I get ideas all the time. Some of them are pretty damn whack, but also shiny to the degree that my muse keeps picking the goldurn things up.

So I figured I might as well put them here in the hopes that someone will do something intelligent with them.

Jesus in America

(Yeah this is not going to get me burned at the stake) Not the blonde-haired, blue-eyed jee-zuss favoured by the right-wing loudmouths. The brown-skinned Jewish boy with novel ideas about treating people kindly. About healing the sick and so forth.

And since I always envision these things as TV series, the first episode involves getting him pulled up by security at an airport on suspicion of being a terrorist. Name like Yehoshua bar Yoseph is bound to get you in trouble.

Of course, he doesn’t run around in the stereotypical robe-and-sash. His look’s updated but still low income. Jeans, T-shirt and hoodie with weatherbeaten sandals at almost all times. And -yes- sometimes, a yarmulke.

He’s released because there’s absolutely no evidence that he’s a terrorist and given residence because he’s in the US to see “his father’s country”. Naturally, the wording alerts some right-wing upper echelon type who assigns an agent to tail the dude.

What to do —
- 1) Please copy the stretch of the story-idea post from "And since I" through "sometimes, a yarmulke.".
- 2) Name every item of clothing in the updated look the story-idea post gives Jesus.
- 3) Carry the story-idea post about Jesus in America forward from its last sentence.

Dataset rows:
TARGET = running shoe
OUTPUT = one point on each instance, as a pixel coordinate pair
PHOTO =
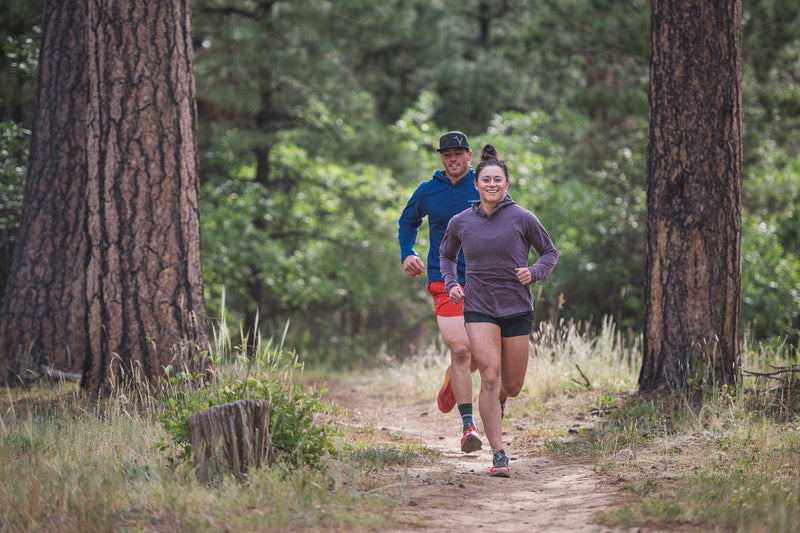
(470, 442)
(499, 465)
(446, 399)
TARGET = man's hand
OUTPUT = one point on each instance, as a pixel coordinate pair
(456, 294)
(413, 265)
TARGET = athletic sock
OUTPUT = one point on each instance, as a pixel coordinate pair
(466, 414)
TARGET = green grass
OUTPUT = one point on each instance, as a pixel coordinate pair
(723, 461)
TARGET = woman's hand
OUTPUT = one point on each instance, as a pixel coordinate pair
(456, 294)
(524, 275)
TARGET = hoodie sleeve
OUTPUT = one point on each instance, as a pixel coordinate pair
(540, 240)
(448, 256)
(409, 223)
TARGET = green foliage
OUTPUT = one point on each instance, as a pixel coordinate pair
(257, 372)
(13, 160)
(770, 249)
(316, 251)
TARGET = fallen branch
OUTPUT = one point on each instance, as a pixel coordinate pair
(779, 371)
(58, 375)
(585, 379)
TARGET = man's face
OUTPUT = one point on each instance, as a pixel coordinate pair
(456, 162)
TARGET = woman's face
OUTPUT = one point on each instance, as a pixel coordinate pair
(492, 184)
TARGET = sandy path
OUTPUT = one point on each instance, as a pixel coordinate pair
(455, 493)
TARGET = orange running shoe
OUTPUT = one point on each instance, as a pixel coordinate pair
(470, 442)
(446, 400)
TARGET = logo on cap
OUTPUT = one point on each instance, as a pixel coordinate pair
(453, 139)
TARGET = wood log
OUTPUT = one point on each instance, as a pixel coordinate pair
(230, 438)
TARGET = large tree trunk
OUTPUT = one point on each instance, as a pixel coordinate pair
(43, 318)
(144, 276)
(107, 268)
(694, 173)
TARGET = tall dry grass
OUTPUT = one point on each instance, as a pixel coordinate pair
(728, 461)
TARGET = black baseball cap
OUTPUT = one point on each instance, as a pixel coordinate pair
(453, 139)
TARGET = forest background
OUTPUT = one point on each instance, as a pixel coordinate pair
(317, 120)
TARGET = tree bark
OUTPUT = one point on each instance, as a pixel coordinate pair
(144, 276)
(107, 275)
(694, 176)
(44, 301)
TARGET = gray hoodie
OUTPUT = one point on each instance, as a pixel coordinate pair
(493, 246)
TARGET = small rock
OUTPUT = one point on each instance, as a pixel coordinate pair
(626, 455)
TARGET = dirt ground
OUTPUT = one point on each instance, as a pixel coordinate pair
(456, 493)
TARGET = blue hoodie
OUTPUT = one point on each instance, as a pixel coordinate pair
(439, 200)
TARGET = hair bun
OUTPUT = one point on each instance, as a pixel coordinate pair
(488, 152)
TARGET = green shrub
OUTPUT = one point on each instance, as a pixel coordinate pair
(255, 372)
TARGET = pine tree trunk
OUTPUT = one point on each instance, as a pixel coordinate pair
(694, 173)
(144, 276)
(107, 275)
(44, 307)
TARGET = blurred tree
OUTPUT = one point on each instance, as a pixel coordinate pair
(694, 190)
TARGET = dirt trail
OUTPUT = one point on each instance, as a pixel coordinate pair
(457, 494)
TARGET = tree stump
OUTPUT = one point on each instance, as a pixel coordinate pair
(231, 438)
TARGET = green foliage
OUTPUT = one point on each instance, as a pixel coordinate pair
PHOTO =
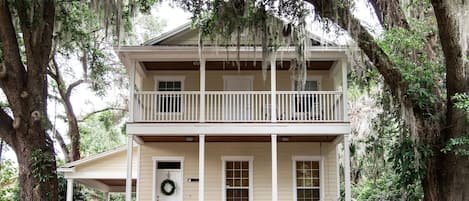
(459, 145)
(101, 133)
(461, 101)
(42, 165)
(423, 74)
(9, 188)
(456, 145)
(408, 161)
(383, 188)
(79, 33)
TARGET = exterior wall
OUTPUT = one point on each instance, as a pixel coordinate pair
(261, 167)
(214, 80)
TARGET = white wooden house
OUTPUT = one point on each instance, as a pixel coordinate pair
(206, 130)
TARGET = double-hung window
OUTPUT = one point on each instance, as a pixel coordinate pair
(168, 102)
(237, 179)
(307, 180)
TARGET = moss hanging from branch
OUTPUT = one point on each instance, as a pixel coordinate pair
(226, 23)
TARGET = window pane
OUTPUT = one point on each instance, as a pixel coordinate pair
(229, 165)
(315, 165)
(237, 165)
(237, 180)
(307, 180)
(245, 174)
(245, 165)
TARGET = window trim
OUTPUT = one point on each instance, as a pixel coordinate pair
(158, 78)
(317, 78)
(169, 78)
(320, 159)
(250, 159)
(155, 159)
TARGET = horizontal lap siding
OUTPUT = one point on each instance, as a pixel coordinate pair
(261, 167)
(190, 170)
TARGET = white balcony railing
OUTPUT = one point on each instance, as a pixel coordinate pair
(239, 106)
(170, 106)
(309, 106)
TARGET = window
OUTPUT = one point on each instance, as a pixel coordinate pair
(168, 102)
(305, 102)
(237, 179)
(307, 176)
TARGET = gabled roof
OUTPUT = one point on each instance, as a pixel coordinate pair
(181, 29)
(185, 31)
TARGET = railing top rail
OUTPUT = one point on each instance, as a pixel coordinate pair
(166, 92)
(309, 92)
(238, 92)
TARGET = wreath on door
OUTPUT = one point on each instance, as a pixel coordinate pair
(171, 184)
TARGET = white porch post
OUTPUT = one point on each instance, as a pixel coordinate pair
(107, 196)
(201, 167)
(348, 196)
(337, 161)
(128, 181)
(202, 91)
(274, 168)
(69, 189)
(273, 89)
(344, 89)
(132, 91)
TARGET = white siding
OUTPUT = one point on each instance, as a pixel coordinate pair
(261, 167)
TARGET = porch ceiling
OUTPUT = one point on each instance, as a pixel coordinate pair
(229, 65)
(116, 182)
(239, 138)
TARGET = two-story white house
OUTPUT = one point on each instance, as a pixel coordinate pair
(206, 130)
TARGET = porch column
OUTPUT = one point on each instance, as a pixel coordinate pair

Activity answers —
- 1)
And since I always envision these things as TV series, the first episode involves getting him pulled up by security at an airport on suspicion of being a terrorist. Name like Yehoshua bar Yoseph is bound to get you in trouble.

Of course, he doesn’t run around in the stereotypical robe-and-sash. His look’s updated but still low income. Jeans, T-shirt and hoodie with weatherbeaten sandals at almost all times. And -yes- sometimes, a yarmulke.

- 2) Jeans, T-shirt, hoodie, weatherbeaten sandals, yarmulke

- 3)
Thence follows a long trail of Jesus-being-Jesus and everyone else doubting including the audience. I have no idea how to write this, let alone how to successfully pitch it anywhere. I can easily envision set-ups like: Jesus in the ally section of the Gay Pride Parade, Jesus volunteering in a hospital that caters to corrective surgery for Trans*folk, Jesus talking in all innocence to protesters outside an abortion clinic and getting rid of them without raising a finger… and so on.

My other main idea from the left field is half sillyfic and half darkfic. It can’t even make up its mind what it wants to be, yet. But I have a title and a premise…

The Ponyville Witch Trial

Yeah, I said these ideas were whack. Basically, some busybody realizes that the incidence of mayhem has increased since Twilight Sparkle came to town and blames the Mane 6 for anything awful that’s occurred. One thing leads to another, and soon all six are accused of being in league with evil forces.

I just got this one, so it’s not like it’s going anywhere soon, but I know the signs.

It’s a horrible, horrible idea. It should be locked up in a strong-box and sent to the sun. It should never get written.

But… it’s also so shiny that my muse won’t put it down.

Help?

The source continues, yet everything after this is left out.